Except for the pictures, output the records in full and exactly.

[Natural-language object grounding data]
┄┄┄┄┄┄

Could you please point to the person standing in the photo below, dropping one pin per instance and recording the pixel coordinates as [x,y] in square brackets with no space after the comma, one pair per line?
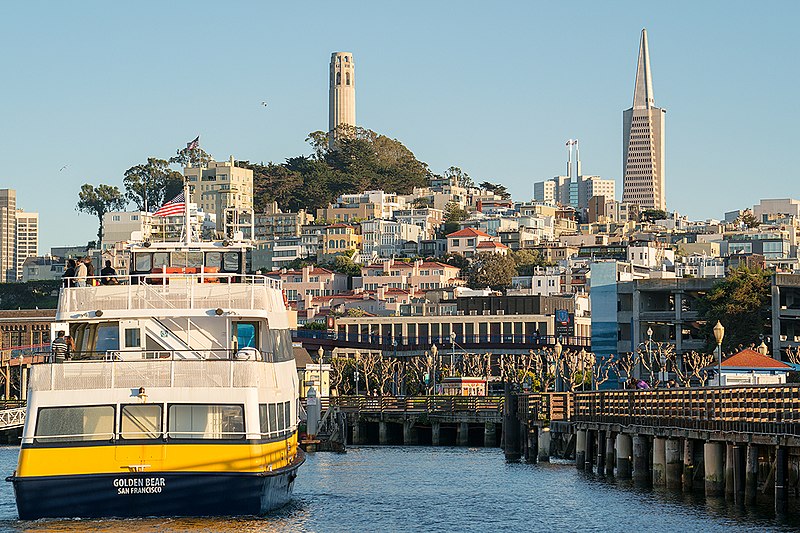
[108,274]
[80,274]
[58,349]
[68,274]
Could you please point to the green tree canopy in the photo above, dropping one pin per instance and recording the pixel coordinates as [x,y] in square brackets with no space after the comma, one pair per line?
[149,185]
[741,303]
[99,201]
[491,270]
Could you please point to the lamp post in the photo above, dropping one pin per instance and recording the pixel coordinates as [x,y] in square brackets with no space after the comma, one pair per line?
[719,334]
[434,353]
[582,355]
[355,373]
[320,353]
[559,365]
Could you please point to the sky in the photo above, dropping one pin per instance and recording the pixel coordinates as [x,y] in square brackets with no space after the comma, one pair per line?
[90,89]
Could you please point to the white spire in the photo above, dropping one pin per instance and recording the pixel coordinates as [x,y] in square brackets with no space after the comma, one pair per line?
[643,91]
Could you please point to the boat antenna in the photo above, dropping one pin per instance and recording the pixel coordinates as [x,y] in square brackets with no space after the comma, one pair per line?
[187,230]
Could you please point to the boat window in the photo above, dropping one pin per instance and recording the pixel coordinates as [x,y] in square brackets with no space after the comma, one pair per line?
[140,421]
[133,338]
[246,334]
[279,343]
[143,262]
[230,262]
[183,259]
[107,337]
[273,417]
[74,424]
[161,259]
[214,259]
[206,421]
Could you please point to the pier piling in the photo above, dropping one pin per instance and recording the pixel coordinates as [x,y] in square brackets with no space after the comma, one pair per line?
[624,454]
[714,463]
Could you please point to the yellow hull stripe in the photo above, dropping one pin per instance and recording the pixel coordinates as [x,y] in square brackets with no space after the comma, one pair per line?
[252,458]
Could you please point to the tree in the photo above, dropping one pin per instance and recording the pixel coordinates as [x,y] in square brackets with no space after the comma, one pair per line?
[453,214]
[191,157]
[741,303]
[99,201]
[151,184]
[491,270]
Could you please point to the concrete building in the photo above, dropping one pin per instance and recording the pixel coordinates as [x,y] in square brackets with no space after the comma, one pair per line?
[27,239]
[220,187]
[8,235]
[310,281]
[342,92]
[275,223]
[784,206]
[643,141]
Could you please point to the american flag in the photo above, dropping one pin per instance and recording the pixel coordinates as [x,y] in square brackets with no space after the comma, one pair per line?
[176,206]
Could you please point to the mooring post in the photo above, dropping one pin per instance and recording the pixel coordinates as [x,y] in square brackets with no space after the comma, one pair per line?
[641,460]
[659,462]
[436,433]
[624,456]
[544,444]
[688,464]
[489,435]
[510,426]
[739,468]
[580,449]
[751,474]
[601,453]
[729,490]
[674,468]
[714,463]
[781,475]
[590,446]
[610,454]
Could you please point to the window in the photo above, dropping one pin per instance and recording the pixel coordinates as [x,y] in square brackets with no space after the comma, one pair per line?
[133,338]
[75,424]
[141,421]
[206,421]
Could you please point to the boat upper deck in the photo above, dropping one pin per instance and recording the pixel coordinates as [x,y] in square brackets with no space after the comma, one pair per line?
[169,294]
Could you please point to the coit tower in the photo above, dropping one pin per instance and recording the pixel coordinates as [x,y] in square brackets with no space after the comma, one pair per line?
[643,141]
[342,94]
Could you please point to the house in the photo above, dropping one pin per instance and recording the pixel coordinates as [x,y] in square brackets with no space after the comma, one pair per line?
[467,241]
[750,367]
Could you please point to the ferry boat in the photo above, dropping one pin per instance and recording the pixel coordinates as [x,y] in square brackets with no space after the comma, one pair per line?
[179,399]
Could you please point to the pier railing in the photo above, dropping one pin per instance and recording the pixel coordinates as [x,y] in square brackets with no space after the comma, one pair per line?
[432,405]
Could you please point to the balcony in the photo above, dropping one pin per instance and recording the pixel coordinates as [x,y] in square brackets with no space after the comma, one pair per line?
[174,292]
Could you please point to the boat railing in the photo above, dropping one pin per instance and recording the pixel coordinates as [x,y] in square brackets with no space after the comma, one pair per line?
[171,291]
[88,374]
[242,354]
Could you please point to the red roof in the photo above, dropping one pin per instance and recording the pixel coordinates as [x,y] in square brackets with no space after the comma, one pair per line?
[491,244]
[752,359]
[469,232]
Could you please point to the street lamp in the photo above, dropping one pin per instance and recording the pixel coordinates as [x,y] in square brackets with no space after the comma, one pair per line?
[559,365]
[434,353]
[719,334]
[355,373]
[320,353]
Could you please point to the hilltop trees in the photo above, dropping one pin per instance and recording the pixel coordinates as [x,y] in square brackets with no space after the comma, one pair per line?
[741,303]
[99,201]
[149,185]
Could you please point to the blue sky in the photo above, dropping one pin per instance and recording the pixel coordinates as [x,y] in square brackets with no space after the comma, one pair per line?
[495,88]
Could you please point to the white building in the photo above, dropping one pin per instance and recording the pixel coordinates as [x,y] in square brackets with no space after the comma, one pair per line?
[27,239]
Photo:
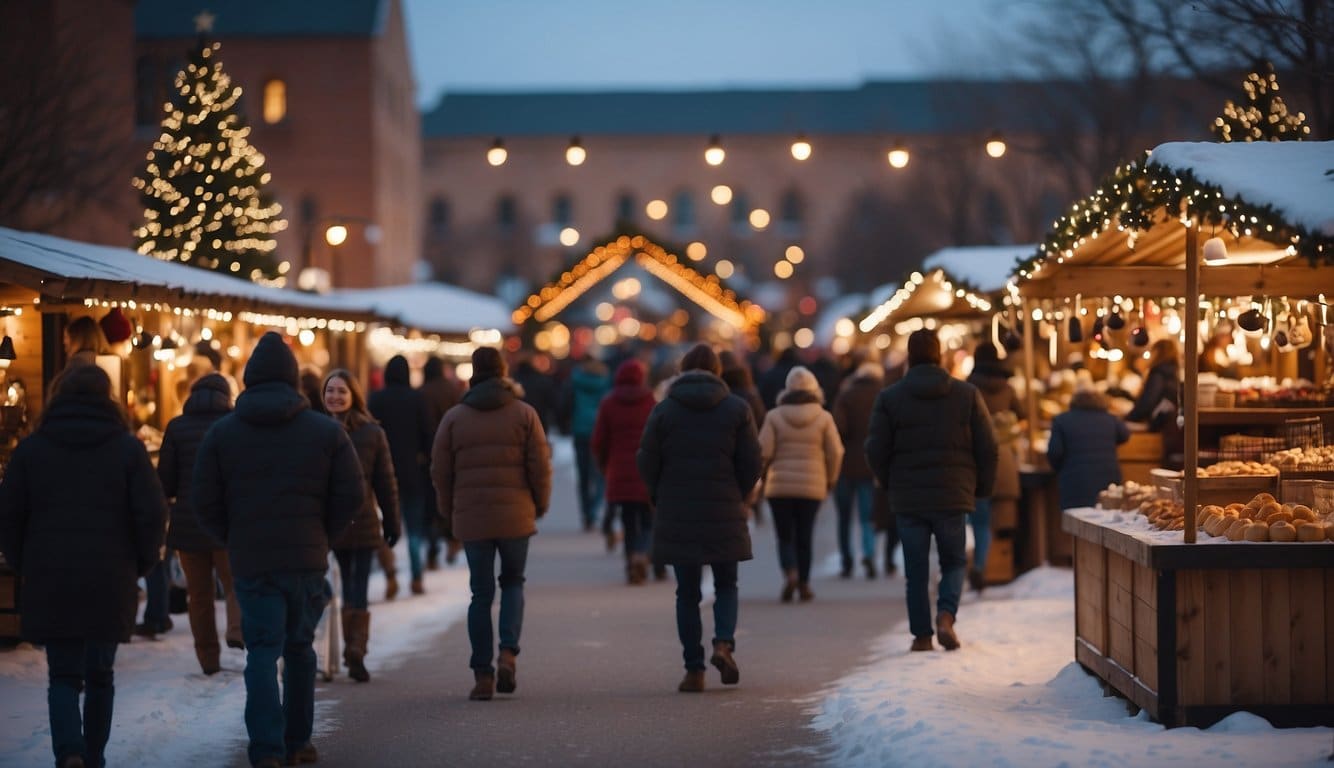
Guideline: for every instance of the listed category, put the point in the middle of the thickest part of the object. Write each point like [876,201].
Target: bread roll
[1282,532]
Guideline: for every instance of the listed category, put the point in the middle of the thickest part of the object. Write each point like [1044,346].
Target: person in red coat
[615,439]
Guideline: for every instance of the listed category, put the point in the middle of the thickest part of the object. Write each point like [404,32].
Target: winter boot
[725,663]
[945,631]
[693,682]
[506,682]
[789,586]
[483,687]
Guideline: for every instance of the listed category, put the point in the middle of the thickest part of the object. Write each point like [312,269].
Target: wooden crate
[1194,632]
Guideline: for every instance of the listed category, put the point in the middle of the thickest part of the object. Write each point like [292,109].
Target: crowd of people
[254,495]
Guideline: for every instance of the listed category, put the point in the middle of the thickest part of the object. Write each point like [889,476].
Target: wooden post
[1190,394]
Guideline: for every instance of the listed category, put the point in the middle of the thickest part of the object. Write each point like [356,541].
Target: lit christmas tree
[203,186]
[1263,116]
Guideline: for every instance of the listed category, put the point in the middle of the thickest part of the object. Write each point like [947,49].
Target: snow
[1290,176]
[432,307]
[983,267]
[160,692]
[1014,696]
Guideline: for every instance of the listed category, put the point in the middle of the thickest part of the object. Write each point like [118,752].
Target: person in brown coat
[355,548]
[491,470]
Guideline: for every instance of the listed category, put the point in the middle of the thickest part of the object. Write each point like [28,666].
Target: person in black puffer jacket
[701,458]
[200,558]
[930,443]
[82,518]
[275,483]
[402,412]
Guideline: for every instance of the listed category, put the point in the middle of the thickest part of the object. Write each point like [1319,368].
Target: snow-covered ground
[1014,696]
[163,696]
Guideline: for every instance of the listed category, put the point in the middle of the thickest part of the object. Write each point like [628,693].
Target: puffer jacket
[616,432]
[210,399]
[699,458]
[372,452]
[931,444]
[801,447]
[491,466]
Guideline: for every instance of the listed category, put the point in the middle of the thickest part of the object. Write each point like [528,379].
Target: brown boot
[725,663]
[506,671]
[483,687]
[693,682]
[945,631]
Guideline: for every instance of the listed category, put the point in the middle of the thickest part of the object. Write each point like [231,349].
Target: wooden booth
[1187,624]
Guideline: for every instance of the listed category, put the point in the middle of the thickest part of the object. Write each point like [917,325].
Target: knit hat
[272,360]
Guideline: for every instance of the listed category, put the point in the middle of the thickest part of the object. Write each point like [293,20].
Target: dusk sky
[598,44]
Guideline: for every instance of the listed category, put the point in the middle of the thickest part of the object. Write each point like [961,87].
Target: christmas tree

┄┄┄┄┄┄

Response area:
Could you please point to the person standing in the photo below, dropping one pin per instance and recording the pixel coordinates as [x,y] in square brackets with no space after the comma, one pair per line?
[108,274]
[80,274]
[58,349]
[68,274]
Could you please point to the green tree canopy in the photo above, dropping one pin per instance and recording the pixel coordinates as [x,y] in square brackets with no space after the comma, one pair per line?
[149,185]
[741,303]
[99,201]
[491,270]
Could you please point to the lamp post in the photo above, dropping one pin per instance and recording the pixel coordinates as [x,y] in square brackets with no space after the comma, one pair per line?
[719,334]
[434,353]
[582,355]
[355,373]
[320,353]
[559,365]
Could you please point to the sky in the photo above, dropping one pin per instance and recording the pixel coordinates as [x,y] in square brackets with no space after the comma, one pair per line?
[90,89]
Could you please point to the white spire in the photo above, dropping one pin per instance and recording the pixel coordinates as [x,y] in square brackets with no space after the comma, one pair per line?
[643,91]
Could you please point to the boat antenna in the photo above, dropping one pin per instance and recording the pixel coordinates as [x,y] in square brackets with no space after the comma, one pair per line?
[187,230]
Could you please point to the boat window in the photo above, dropping one pin per instance and recording the pixel coordinates as [x,y] in square brackets with no space after the comma, one pair per line?
[140,421]
[133,338]
[246,334]
[279,343]
[143,262]
[230,262]
[183,259]
[107,337]
[273,417]
[74,424]
[161,259]
[214,259]
[206,421]
Could you please point to the pier piling in the photo above, dropping one pin per instance and recording the pixel coordinates as [x,y] in square brackets with no space after the comma, one pair per line?
[624,454]
[714,463]
Could you please point to the yellow hull stripe in the photo above, dropping one pin per instance and recording the pixel coordinates as [x,y] in square brackets with no space after the comma, one pair per line?
[252,458]
Could you please point to the tree in the photo above, dropping one pin per instance and recording the pixel coordinates as [x,y] in square brackets with no space after the comma, one pair per line?
[453,214]
[191,157]
[741,303]
[99,201]
[151,184]
[491,270]
Could you please point to the concrete building in the photo above, dropping one pin per instance and recording the pixel coordinates as [x,y] in square brackets with no space after the comma, one pair per line?
[27,239]
[220,187]
[8,235]
[310,281]
[342,92]
[275,223]
[784,206]
[643,141]
Could you please point to the american flag in the photo above, dropping one pin per instance and recording the pixel coordinates as [x,y] in square brackets with no space after the comma, one pair per line?
[176,206]
Could you please point to the mooring post in the photo above, dropping one pin per instance and recording the pixel coordinates as [x,y] in square brackets with no space after the comma, one pair per line?
[641,460]
[659,462]
[436,433]
[624,456]
[544,444]
[688,464]
[489,435]
[510,426]
[739,468]
[580,449]
[751,474]
[601,453]
[729,490]
[674,468]
[714,463]
[781,475]
[590,446]
[610,454]
Could you please point to the window in the photo above, dropping one pin per instance and recording the pixel coordinates as [x,y] in square brackets with no space after the comma, one pair per line?
[133,338]
[75,424]
[141,421]
[206,421]
Could you please point to the boat upper deck in the photo above, dropping one pin per instance and recording the pixel coordinates as [x,y] in square brackets with no space after the comma, one pair per line?
[169,294]
Could you please point to the coit tower in the photo above, dropping one pin per instance and recording the pixel coordinates as [x,y] in square brackets with no space after the comma, one pair per line?
[643,141]
[342,94]
Could you please point to the house in the photo above, dropping one pin per instance and recording the pixel coordinates as [x,y] in square brackets with no space after the comma, one pair per line?
[467,241]
[750,367]
Could you please point to the ferry boat in the photo above, dropping one pin per instance and recording the pixel coordinates as [x,y] in square brackets with no space after the comma, one pair per line?
[179,399]
Could you please point to the pier railing in the photo above, dropping one pin per instance and recording the pixel coordinates as [x,y] in square brackets with no space after the comma, one pair per line?
[432,405]
Could you please point to the balcony in the photo above, dropping one pin per instance and recording the pixel coordinates as [x,y] in square brackets with no space after the comma, one pair per line?
[174,292]
Could you please point to the boat railing in the photo above, dropping one pin per instance and recording the pixel coordinates as [x,y] in square brackets with no space after the comma, one pair per line?
[171,291]
[88,374]
[242,354]
Could you please point to the red roof in the photo above, dropping one pin per instance and recording the pixel coordinates as [x,y] in square brackets with no space after the comma, one pair per line?
[491,244]
[752,359]
[469,232]
Could you please point to the street lamp in the photo above, dropping one pin per instance and recording the pixel coordinates as [x,y] in square brackets with no space after the comma, one pair per line?
[559,365]
[434,353]
[719,334]
[355,373]
[320,353]
Could you please point to the hilltop trees in the photo above, dropping one pin per instance and recording the pixel coordinates as [x,y] in square brackets with no space after the comma, one pair per line?
[741,303]
[99,201]
[149,185]
Could you please point to the blue sky in the photo above, dropping one pin per instance and recording the pixel coordinates as [x,y] in square brackets with no space after the comma, one pair per line?
[495,88]
Could you please point to the white building in the photo above, dropping one pin per instance and recording the pixel coordinates as [x,y] in square brackets with no space after the comma, one pair per line?
[27,239]
Photo:
Guideline: for every instance of the listed category, put the point in the middle of the thickest part of the object. Write each point like [876,201].
Target: bread roll
[1282,532]
Guideline: for every instance of the listed category, put the point in the middle of the thickest part of the object. Write each point like [1044,346].
Target: person in red coat
[615,439]
Guideline: for every instance of the listed category, put the point in the middle of the thickest part of the object. Write each point like [404,32].
Target: winter boot
[725,663]
[945,631]
[693,682]
[506,682]
[789,586]
[483,687]
Guideline: for every instance of the listed category, put the point in the middle of the thickest part of the object. Write each point like [312,269].
Target: wooden crate
[1194,632]
Guideline: for every instance of the listed category, put the point in the middle of the thickest part of the object. Write each point like [292,109].
Target: crowd of people
[254,495]
Guideline: for every instance of the listed category, put the point in the middle of the thickest part of the object. Write each point like [889,476].
Target: wooden post
[1190,394]
Guideline: for every instance of the listed category, put the point in the middle of the thickest part of the object. Write each point like [356,541].
Target: lit christmas tree
[203,186]
[1263,116]
Guideline: for every instance of the listed category, put the point in the middle of the thickest part of the object. Write each point like [947,49].
Target: snow
[1290,176]
[432,307]
[983,267]
[160,692]
[1014,696]
Guideline: for every instance of the listed category, put the point in the middle of the thickest part of the object. Write each point like [118,752].
Target: person in brown coat
[355,548]
[491,470]
Guideline: for every instance of the listed category, put the point in the middle of the thickest part of the object. Write each point like [28,666].
Target: person in black puffer jacket
[701,458]
[200,558]
[930,443]
[82,518]
[275,483]
[402,412]
Guideline: for every instance of the listed category, put the point in the middle of the thickest part of the object. Write each point like [1319,368].
Target: snow-covered ground
[1014,696]
[163,696]
Guideline: for every instance of the listed category, put the point in the middle of the thickest part of the object. Write each point like [628,693].
Target: puffer jacket
[616,432]
[210,399]
[699,458]
[372,452]
[931,444]
[801,447]
[491,466]
Guideline: for every instance of the listed category, put the point in the middle of the thickest part of the object. Write each point like [528,379].
Target: brown boot
[725,663]
[506,671]
[483,687]
[693,682]
[945,631]
Guideline: for every instance of the listed category, put the point in the middle of the thickest part of the object. Write each point like [231,349].
Target: wooden booth
[1187,624]
Guideline: for every instance of the listed category, put the point in the middle of the thickest part of the object. Write each point like [917,325].
Target: knit hat
[272,360]
Guideline: for every instance of the listed category, put the point in the middle of the thickest part of the object. Write each point like [293,20].
Target: dusk sky
[598,44]
Guideline: for every instance of the listed category, put the point in the middle of the thickest part of the object. Write each point like [961,87].
Target: christmas tree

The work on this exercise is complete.